_Excerpt provided_:
......
The Parkway School Board approved Wednesday night a new sexual education curriculum that some students cheered as promoting inclusion for peers of different sexual orientations and gender identities, but some doctors and parents bemoaned as portraying teenage sexual activity as acceptable.
The bigger changes include teaching eighth- and 10th-graders about sexual consent and lesbian, gay, bisexual and transgender issues. The board also added lessons about sexual predators, sexting and online safety and lessons for third-graders about gender stereotypes.
Board members Deborah Hopper and Sam Sciortino and Board President Chris Jacob voted against the revised curriculum.
The new curriculum pitted students who wanted to be taught about gender inclusion and sexual consent against parents, doctors and religious leaders who think the new curriculum fails to emphasize abstinence enough. Several hundred people came to the meeting and about 45 gave public comments.
Students can opt out of the district’s sex education lessons, but the district encourages parents to talk with teachers before pulling their children out of lessons.
Many opponents, who were overwhelmingly adults and most of whom were parents, healthcare professionals or religious leaders, claimed the new curriculum is strongly influenced by Planned Parenthood because they think it draws on lesson plans that are associated with the organization.
The Parkway curriculum includes no discussion of abortion, and Assistant Superintendent Lisa Merideth said the curriculum drew mainly on Centers for Disease Control and Prevention guidelines for sexual education.
Opponents also argued that even though the curriculum emphasizes abstinence, they think that message is diluted by teaching extensively about contraceptives, which makes it seem that teenage sexual activity is normal and acceptable. They said they didn’t think students so young would know better to choose abstinence over contraceptives under the Parkway curriculum.
......
[Natural language descriptions of regions]
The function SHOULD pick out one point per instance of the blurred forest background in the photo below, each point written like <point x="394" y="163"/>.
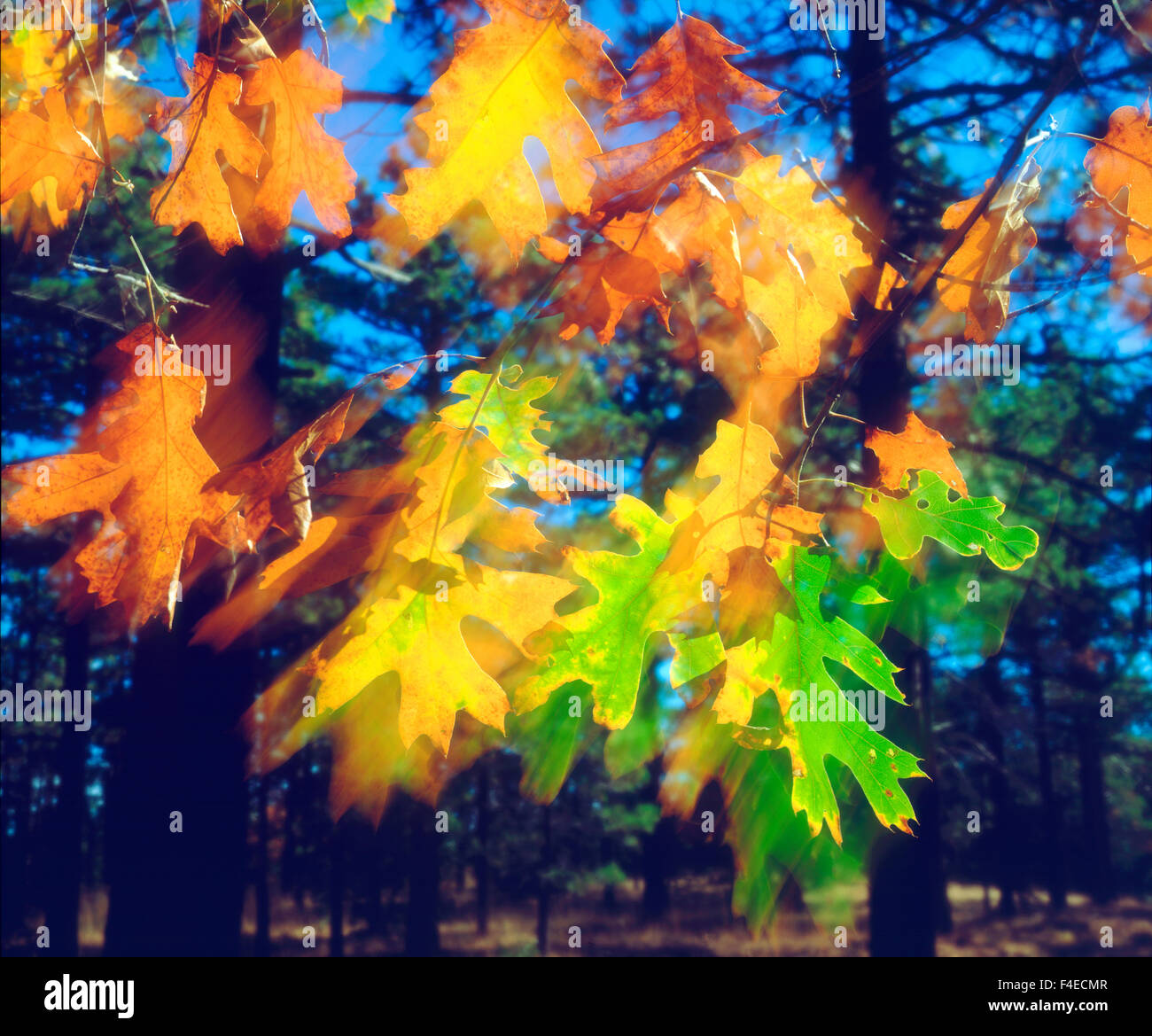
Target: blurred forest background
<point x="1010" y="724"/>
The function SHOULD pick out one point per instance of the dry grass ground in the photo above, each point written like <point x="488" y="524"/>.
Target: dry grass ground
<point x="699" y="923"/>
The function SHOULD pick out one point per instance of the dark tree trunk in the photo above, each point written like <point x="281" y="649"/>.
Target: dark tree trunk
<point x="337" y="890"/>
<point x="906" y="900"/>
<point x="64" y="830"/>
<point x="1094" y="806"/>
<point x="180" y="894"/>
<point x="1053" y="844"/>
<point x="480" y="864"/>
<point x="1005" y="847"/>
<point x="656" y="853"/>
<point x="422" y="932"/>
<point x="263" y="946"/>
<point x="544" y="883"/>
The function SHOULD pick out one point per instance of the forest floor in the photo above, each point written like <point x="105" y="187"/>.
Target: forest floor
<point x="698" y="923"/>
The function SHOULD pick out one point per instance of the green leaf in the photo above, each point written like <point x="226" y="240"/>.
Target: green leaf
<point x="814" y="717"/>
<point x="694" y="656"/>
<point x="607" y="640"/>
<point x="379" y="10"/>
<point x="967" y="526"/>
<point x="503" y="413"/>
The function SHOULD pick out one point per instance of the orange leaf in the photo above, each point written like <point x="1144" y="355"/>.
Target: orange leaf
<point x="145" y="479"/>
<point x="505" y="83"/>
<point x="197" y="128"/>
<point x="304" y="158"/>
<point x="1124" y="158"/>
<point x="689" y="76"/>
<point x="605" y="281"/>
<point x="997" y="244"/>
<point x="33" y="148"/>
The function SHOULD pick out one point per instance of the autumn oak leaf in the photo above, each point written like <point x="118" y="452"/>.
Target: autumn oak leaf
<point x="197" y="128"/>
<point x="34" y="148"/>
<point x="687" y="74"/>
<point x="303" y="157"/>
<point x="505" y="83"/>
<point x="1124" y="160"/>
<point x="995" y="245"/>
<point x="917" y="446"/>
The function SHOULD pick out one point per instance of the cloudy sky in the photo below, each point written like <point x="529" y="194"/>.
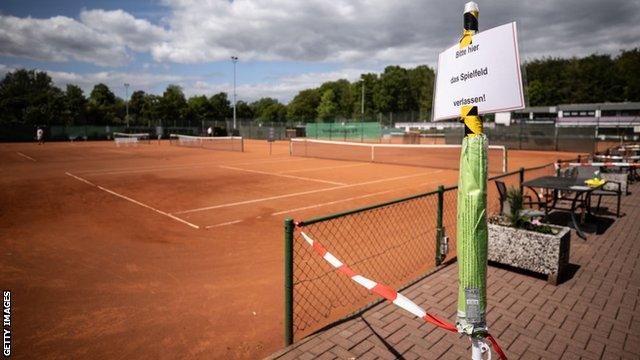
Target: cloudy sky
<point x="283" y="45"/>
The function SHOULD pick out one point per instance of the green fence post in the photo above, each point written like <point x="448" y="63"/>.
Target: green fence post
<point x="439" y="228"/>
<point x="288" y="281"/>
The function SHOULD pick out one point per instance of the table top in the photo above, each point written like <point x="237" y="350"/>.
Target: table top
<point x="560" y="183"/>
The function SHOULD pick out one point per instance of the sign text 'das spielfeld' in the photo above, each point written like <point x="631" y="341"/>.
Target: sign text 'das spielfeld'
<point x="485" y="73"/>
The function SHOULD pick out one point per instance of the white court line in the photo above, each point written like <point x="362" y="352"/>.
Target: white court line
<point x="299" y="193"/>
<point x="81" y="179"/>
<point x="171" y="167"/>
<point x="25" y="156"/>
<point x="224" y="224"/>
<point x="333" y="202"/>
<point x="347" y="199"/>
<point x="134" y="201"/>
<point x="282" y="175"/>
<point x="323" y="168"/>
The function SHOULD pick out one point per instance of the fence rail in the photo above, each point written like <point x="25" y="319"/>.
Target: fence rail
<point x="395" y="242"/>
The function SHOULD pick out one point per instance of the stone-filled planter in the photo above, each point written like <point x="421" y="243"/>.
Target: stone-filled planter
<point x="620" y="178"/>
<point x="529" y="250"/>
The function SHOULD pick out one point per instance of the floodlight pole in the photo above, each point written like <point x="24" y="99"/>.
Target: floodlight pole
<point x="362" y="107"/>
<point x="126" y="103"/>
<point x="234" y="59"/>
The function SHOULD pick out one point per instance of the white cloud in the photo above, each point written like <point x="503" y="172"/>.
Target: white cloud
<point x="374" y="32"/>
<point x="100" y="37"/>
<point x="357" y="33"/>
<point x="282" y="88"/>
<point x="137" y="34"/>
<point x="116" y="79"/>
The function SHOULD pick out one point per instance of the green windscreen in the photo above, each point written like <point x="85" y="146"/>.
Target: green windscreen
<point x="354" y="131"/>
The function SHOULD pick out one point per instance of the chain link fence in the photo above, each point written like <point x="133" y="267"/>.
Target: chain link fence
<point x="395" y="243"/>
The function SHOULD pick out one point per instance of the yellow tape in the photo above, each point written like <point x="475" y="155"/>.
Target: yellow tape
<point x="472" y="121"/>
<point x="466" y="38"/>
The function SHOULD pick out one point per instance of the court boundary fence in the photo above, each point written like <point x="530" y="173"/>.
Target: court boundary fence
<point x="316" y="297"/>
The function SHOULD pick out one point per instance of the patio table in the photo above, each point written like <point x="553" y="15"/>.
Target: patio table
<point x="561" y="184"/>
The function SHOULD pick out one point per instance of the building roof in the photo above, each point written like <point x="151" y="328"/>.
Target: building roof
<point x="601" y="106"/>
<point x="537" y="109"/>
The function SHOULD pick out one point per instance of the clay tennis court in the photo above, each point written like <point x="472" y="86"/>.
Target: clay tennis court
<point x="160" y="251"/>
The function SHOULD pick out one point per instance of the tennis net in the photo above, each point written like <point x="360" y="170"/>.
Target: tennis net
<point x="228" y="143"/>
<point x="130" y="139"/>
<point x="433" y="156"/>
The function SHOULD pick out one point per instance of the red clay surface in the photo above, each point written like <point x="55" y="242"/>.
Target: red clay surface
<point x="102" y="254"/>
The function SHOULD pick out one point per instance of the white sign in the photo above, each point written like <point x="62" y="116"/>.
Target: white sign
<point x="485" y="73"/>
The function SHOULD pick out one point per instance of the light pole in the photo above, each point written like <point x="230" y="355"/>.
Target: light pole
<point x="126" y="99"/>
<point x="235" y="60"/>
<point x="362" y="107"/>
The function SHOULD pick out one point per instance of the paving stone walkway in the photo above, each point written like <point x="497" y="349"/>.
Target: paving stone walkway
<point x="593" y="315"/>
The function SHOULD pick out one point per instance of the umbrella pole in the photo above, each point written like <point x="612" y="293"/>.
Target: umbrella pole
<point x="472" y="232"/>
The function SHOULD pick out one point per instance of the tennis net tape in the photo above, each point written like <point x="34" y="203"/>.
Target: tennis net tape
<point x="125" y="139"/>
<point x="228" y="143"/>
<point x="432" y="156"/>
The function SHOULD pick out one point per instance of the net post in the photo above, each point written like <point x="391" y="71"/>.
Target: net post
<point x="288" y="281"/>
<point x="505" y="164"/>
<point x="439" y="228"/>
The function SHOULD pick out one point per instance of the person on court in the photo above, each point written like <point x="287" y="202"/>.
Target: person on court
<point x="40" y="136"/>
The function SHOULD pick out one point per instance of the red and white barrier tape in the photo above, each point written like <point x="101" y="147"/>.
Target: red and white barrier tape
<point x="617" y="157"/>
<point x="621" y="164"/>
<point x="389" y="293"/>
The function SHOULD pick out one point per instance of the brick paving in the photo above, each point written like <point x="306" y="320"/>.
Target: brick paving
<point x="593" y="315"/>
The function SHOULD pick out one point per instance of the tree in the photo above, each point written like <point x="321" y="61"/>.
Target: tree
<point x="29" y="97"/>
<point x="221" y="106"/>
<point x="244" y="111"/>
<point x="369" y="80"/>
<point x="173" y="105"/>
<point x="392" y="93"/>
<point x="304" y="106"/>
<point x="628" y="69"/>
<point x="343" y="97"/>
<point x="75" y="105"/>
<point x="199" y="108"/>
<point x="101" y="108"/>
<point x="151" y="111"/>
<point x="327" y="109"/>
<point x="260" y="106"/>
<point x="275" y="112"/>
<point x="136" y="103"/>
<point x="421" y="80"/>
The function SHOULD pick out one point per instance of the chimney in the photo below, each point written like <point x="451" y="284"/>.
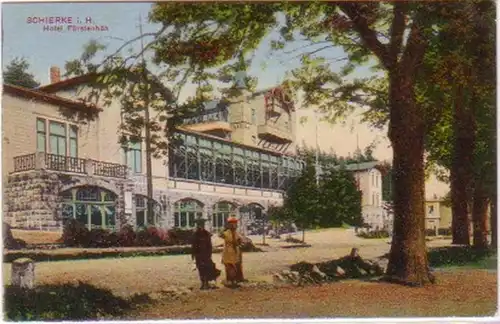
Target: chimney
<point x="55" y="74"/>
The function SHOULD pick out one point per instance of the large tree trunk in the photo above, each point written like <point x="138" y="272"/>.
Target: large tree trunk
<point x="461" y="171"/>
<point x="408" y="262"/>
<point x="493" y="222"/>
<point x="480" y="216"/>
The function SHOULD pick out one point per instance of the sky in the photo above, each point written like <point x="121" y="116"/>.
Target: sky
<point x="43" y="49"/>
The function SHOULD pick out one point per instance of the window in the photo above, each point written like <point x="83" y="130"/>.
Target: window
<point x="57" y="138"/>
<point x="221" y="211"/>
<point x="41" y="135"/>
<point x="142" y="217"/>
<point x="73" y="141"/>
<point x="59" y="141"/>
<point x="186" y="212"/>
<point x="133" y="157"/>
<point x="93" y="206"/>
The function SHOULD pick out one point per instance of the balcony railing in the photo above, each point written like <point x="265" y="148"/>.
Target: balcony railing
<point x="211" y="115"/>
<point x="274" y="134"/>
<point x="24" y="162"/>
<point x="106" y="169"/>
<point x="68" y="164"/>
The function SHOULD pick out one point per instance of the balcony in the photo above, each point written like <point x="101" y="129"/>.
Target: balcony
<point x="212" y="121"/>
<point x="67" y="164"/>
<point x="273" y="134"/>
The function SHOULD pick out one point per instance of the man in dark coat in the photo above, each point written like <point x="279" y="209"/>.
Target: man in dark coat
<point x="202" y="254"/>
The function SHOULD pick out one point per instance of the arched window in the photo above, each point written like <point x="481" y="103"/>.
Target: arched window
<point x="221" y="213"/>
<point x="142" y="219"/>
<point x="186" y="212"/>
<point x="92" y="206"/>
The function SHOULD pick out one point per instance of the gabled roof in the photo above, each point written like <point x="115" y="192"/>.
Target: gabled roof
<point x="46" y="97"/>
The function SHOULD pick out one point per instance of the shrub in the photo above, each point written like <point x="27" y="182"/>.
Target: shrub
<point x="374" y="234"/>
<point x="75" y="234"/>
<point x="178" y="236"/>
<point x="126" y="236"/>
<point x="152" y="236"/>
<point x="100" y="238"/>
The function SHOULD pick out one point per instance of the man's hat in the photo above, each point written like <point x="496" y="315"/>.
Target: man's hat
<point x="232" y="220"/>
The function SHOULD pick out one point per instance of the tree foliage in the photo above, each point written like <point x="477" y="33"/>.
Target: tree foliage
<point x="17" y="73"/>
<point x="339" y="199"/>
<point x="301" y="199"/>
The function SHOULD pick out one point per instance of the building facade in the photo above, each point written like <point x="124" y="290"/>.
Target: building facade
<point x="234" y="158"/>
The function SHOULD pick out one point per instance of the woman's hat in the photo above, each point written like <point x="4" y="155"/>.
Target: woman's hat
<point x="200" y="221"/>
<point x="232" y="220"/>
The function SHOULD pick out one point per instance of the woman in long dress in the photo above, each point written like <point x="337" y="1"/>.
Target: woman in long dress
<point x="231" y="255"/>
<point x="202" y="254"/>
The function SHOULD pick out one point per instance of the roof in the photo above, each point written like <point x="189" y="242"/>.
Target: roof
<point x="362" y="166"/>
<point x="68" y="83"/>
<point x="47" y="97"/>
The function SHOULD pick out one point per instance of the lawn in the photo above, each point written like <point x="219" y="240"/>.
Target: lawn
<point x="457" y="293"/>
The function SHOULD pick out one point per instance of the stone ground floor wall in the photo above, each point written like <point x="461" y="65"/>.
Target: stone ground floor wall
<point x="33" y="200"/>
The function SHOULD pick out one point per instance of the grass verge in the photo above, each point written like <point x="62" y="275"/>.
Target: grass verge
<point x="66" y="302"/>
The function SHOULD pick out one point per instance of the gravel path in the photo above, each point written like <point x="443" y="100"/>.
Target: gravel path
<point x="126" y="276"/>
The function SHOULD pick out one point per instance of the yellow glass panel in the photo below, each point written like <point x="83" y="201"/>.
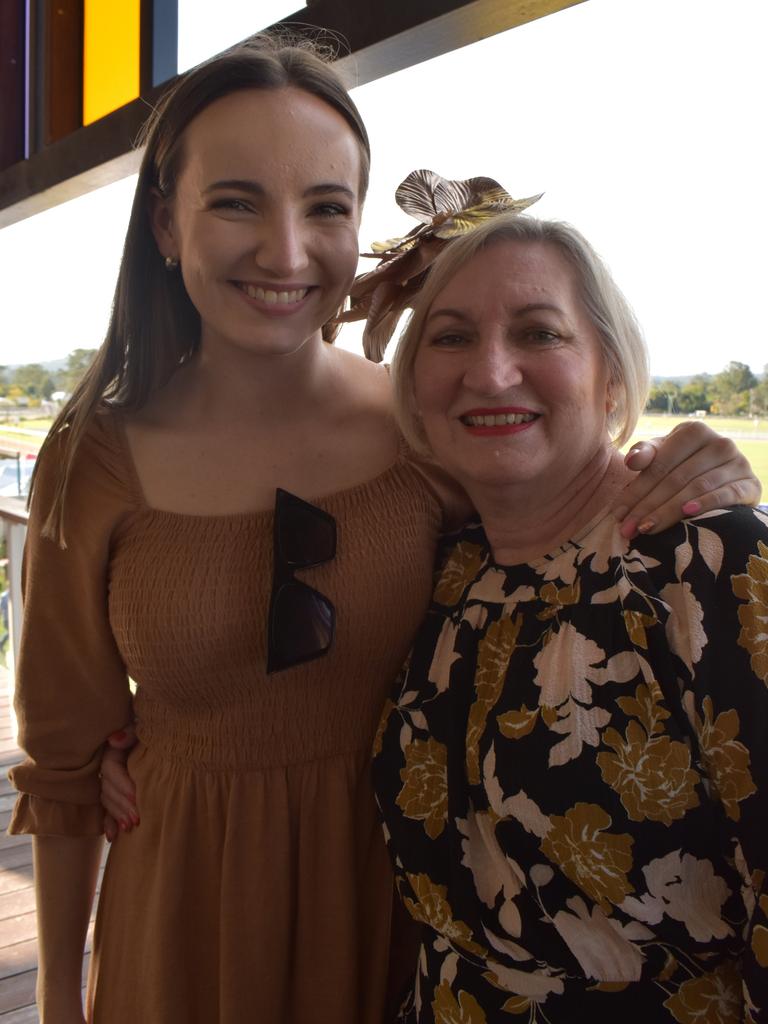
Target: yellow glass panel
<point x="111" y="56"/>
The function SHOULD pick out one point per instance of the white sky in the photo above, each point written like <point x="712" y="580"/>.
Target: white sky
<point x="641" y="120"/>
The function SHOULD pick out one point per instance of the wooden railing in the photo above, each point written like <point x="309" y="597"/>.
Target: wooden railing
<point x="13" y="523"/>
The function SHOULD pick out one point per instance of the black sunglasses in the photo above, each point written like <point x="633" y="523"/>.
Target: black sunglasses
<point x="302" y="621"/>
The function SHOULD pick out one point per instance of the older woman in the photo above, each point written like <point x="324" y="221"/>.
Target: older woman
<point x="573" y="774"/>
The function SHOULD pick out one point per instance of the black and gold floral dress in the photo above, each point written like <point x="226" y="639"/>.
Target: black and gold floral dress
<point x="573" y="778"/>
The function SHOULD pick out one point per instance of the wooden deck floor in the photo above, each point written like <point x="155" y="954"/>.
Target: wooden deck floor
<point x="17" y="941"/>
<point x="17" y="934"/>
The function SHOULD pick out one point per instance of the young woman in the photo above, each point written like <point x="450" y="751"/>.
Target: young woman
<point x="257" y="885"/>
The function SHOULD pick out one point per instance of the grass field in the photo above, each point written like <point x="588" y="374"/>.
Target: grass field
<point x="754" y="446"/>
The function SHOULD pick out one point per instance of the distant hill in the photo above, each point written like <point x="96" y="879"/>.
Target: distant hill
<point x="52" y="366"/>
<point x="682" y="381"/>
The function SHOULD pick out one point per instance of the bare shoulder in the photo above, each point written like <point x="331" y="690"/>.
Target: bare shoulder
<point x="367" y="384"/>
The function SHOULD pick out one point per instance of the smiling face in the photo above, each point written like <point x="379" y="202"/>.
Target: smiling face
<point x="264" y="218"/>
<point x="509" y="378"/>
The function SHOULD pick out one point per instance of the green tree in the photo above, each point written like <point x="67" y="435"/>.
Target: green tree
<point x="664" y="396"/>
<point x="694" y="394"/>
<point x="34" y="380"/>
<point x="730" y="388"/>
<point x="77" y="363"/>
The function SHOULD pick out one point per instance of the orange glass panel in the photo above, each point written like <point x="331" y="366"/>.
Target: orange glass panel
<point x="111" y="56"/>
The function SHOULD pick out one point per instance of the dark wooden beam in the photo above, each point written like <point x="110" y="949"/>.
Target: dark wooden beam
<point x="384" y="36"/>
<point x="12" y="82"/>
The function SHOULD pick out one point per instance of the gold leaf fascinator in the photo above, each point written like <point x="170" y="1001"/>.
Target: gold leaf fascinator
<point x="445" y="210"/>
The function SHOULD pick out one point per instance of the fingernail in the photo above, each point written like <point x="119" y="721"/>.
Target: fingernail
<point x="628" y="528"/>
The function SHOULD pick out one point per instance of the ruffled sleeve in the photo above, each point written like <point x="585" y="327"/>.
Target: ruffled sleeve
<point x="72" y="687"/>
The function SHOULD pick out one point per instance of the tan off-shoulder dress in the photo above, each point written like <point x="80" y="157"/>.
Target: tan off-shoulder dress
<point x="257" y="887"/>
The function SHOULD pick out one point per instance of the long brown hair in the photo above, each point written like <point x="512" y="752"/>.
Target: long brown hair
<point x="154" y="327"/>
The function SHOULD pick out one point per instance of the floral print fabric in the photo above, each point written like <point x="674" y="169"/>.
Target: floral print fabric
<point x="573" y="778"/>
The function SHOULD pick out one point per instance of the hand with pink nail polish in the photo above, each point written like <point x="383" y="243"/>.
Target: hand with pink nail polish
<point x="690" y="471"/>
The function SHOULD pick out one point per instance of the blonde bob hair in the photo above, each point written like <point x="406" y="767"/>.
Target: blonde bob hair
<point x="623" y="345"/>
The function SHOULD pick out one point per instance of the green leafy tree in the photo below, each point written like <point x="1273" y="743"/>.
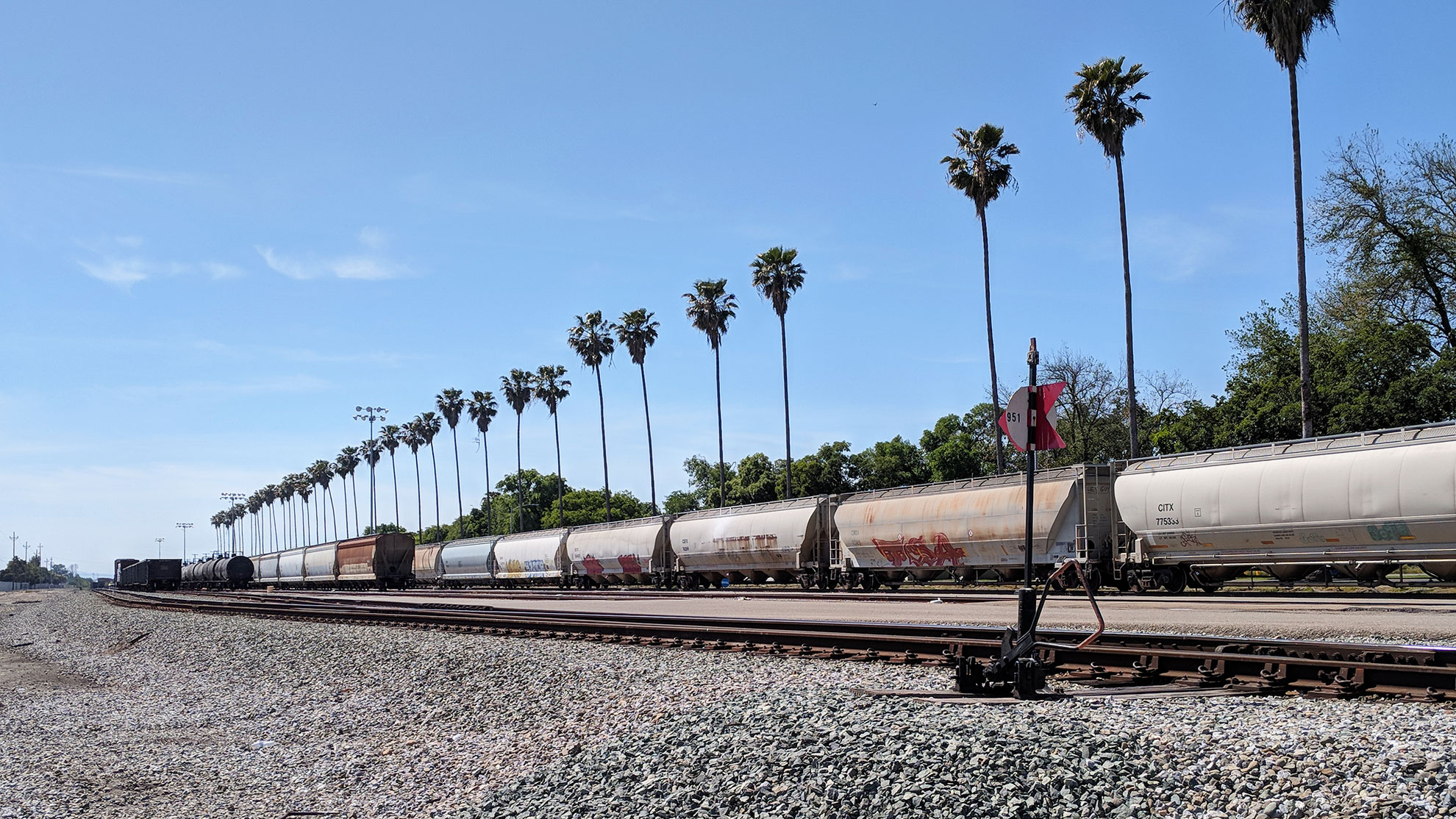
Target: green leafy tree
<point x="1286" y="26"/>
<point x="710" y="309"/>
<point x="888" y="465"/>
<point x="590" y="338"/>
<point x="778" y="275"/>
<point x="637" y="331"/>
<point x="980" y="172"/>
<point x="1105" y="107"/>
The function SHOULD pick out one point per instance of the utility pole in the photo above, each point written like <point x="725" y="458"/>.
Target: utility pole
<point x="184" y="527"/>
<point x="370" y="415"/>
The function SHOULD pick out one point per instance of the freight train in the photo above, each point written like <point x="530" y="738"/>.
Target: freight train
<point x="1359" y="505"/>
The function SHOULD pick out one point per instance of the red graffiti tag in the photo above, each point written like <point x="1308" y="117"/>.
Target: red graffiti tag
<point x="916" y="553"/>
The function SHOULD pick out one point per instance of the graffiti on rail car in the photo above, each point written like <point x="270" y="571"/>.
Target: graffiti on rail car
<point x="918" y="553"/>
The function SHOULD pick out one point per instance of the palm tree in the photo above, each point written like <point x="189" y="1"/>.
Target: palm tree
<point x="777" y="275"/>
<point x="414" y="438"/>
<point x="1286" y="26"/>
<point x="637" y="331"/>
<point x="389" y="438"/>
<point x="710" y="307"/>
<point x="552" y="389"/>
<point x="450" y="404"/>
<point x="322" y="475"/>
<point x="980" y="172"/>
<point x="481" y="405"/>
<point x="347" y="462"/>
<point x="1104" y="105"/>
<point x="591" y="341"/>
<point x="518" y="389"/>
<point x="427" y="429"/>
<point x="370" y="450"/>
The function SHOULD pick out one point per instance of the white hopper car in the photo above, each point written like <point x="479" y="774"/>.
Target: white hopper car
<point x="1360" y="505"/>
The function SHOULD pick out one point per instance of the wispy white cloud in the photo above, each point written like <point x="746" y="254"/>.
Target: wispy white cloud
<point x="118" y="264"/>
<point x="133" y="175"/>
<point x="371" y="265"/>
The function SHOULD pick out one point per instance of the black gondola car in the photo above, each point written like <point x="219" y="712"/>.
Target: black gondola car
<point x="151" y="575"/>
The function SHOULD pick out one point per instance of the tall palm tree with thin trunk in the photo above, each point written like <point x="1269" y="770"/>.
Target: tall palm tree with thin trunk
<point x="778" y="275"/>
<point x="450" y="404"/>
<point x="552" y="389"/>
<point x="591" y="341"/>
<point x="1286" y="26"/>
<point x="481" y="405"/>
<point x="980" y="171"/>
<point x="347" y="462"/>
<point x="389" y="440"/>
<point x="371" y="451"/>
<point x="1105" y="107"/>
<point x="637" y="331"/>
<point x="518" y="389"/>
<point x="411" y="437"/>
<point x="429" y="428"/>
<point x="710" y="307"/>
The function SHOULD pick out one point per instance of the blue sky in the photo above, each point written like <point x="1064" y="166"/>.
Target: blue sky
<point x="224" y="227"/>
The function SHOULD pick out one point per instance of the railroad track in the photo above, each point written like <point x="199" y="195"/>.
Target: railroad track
......
_Work task A_:
Answer these questions using the Parkway curriculum article.
(i) Which board members voted against the revised curriculum?
(ii) According to Assistant Superintendent Lisa Merideth, what did the curriculum mainly draw on?
(iii) About how many people gave public comments at the meeting?
_Work task B_:
List every person named in the Parkway curriculum article, with the role the article gives each one.

_Written response A_:
(i) Deborah Hopper, Sam Sciortino and Board President Chris Jacob
(ii) Centers for Disease Control and Prevention guidelines for sexual education
(iii) About 45

_Written response B_:
Deborah Hopper, board member
Sam Sciortino, board member
Chris Jacob, Board President
Lisa Merideth, Assistant Superintendent